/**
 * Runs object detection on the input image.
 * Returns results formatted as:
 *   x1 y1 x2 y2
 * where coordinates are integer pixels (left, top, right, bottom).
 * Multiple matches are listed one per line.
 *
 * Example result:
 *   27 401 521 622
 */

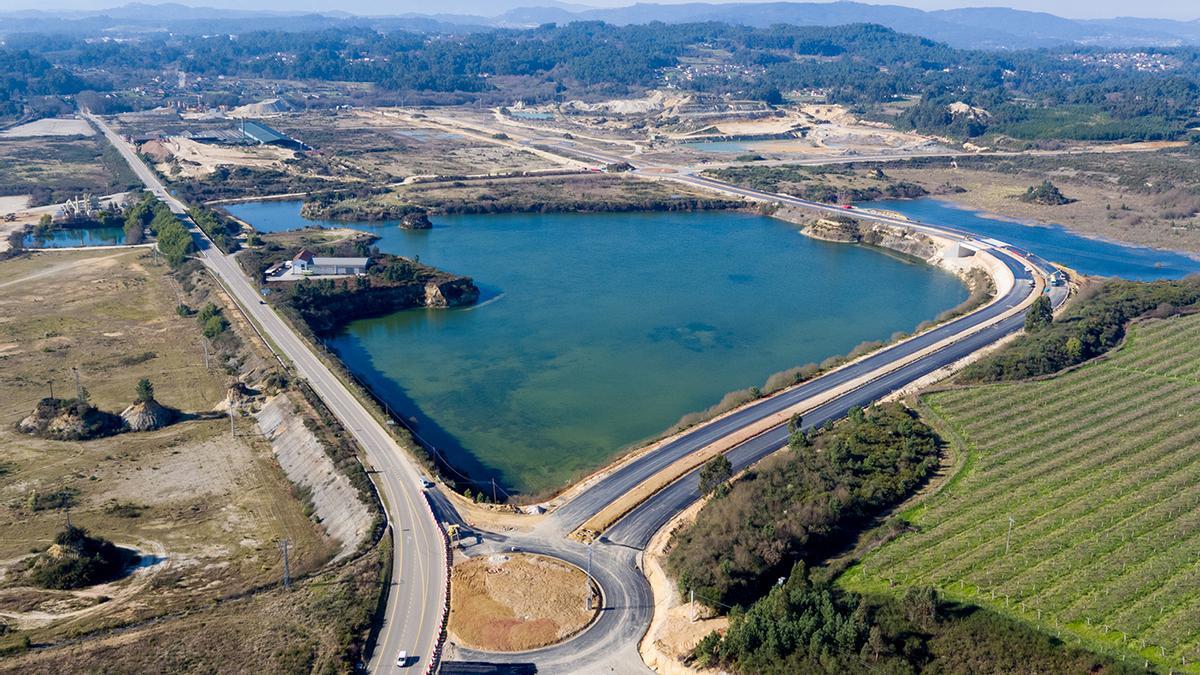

§ Problem details:
Retype the listing above line for line, character for character, and omit the pictures from your output.

§ Answer to the exercise:
/**
 * Runs object detection on the input image.
 * Returns results formatted as:
 *   x1 y1 x2 y2
 * where coordinates are integer pixels (left, top, right, bottom).
 * Multiple matches are listed one per line.
 *
 * Example result:
 *   27 401 521 622
 */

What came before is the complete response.